§ Work task
From the first line to the last, give the records again exactly.

Data records
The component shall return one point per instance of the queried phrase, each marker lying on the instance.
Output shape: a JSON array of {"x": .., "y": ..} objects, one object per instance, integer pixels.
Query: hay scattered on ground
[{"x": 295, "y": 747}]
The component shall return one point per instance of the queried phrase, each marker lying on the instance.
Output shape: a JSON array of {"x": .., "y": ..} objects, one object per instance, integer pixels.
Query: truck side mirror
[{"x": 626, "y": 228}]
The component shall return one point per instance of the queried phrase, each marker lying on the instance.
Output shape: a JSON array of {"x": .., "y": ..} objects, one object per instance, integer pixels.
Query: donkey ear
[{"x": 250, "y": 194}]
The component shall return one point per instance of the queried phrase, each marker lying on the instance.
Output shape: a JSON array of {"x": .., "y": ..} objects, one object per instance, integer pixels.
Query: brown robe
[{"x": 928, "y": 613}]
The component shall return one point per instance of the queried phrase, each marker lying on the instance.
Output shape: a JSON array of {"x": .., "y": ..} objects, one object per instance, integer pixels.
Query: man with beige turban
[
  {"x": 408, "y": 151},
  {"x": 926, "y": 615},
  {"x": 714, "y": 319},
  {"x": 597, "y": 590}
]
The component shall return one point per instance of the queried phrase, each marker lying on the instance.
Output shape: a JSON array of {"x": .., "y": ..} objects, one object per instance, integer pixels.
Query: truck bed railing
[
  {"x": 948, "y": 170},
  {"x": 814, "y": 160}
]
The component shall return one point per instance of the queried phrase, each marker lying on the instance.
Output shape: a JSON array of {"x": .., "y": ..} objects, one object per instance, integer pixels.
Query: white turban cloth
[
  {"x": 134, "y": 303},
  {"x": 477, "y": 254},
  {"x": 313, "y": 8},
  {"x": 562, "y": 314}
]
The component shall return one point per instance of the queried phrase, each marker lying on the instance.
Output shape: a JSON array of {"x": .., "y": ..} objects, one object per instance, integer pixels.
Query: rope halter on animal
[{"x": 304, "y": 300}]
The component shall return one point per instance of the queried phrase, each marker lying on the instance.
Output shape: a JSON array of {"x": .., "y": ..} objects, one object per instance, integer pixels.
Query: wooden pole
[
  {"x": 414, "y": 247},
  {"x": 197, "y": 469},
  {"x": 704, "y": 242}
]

§ Answer section
The component shall return one point per instance of the queried phrase, each marker lying on the instance.
Output shape: a JSON array of {"x": .., "y": ..} objects, one object per instance, integer pixels.
Query: hay scattered on ground
[{"x": 295, "y": 747}]
The component shall return one point per instance of the queried phrase, each marker lying on the instance.
Output shape: a JSON array of {"x": .., "y": ..} objects, one object per instance, integer pixels.
Query: truck side mirror
[{"x": 626, "y": 228}]
The component shall return one point per instance of the queried phrase, each marker lying on the instance.
Output shape: a JSON array of {"x": .., "y": ..} objects, one object per instance, integer pixels.
Query: donkey ear
[{"x": 250, "y": 194}]
The component shall return one point per instance of the queried phrase, each marker lying on the instance.
Output shape: a JSON array of {"x": .., "y": ..} objects, one object per instance, integer pixels.
Query: brown robe
[{"x": 928, "y": 613}]
The component shall return one point per instance of the queried phrase, each marker lying on the instance.
Output shape: a JSON array of {"x": .., "y": ..} objects, one object per instance, integer pixels.
Query: man with beige turban
[
  {"x": 408, "y": 151},
  {"x": 926, "y": 615},
  {"x": 714, "y": 319},
  {"x": 597, "y": 590}
]
The component shall return one point per instance of the queried phrase, each marker lying on the instance.
Output shape: a JSON array of {"x": .., "y": ..} objects, one object per instance, integer pixels.
Query: truck bed railing
[
  {"x": 948, "y": 170},
  {"x": 814, "y": 160}
]
The component shall return one point per instance of the queried phrase, each marker lying on the instance.
Output shape: a JSON array of {"x": .., "y": ..} objects, one object per instance, integer pixels.
Query: white turban cloth
[
  {"x": 134, "y": 303},
  {"x": 477, "y": 254},
  {"x": 313, "y": 8},
  {"x": 562, "y": 314}
]
The component shall return one point per instance of the queried phrase, each marker lying on the instance.
Output shape: a JSON array of {"x": .., "y": ..} objects, one object per instance, integer pixels.
Query: rope halter on animal
[{"x": 304, "y": 300}]
The component shall return one point per instance of the queried phrase, each marker lying on the instance.
Output shape: a JSON array of {"x": .., "y": ..} objects, one object per instance, integer pixels.
Query: wooden pole
[
  {"x": 414, "y": 247},
  {"x": 197, "y": 469},
  {"x": 704, "y": 242}
]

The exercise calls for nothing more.